Exercise — Could you convert every line of the entries below into a JSON list of strings, one string per line, with blank lines skipped and the pictures left out?

Data rows —
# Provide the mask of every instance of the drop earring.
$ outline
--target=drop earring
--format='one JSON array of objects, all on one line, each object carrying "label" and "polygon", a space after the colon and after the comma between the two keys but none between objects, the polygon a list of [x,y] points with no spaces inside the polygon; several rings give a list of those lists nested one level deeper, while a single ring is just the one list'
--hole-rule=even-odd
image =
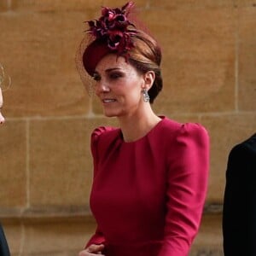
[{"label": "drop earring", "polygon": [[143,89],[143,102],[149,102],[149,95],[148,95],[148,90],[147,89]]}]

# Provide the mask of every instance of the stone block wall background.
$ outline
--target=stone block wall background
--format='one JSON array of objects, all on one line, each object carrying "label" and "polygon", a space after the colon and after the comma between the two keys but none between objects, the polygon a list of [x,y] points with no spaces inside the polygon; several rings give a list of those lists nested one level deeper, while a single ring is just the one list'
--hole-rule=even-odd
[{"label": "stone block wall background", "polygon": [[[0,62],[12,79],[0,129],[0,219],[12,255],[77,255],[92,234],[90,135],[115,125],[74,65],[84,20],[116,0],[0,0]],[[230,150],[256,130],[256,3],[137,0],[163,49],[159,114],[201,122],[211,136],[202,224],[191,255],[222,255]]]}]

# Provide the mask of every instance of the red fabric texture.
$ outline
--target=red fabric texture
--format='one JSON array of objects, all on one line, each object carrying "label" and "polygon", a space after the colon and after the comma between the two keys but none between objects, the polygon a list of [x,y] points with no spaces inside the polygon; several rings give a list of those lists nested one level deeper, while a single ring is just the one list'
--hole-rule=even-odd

Right answer —
[
  "# Provide the mask of every instance of the drop earring.",
  "$ outline",
  "--target=drop earring",
  "--format='one JSON array of objects, all on one line, each object carrying \"label\" and \"polygon\", a space after the colon and after the comma between the two keys but none between objects, the polygon a list of [x,y] points with no spaces inside the polygon; several rings give a list of those lists nested one level deeper, while a single ring is just the one list'",
  "--hole-rule=even-odd",
  "image =",
  "[{\"label\": \"drop earring\", \"polygon\": [[143,89],[143,102],[149,102],[149,95],[148,95],[148,90],[147,89]]}]",
  "# Provide the mask of every instance of the stone block wall background.",
  "$ outline",
  "--target=stone block wall background",
  "--format='one JSON array of objects, all on one line, each object carrying \"label\" and \"polygon\", a space after the colon and after the comma between the two keys but none between objects, the polygon a list of [x,y] points with no spaces inside the polygon; several rings give a list of those lists nested one level deeper, while a single ring is just the one list'",
  "--hole-rule=even-odd",
  "[{\"label\": \"stone block wall background\", \"polygon\": [[[0,62],[12,79],[0,129],[0,219],[12,255],[77,255],[92,234],[90,135],[115,125],[74,65],[84,20],[116,0],[0,0]],[[230,150],[256,130],[256,3],[137,0],[163,49],[159,114],[201,122],[211,136],[202,224],[191,255],[222,255]]]}]",
  "# Provide the mask of every instance of the red fabric texture.",
  "$ outline",
  "--target=red fabric texture",
  "--format='one JSON array of objects, all on one line, each object carrying \"label\" and \"polygon\", a space after the colon and after the comma between the two keys but none between objects, the polygon a list of [x,y] points with no spaces inside the polygon; several rings give a list of those lists nested one level deeper, while a single ring is just the one list'",
  "--hole-rule=even-odd"
]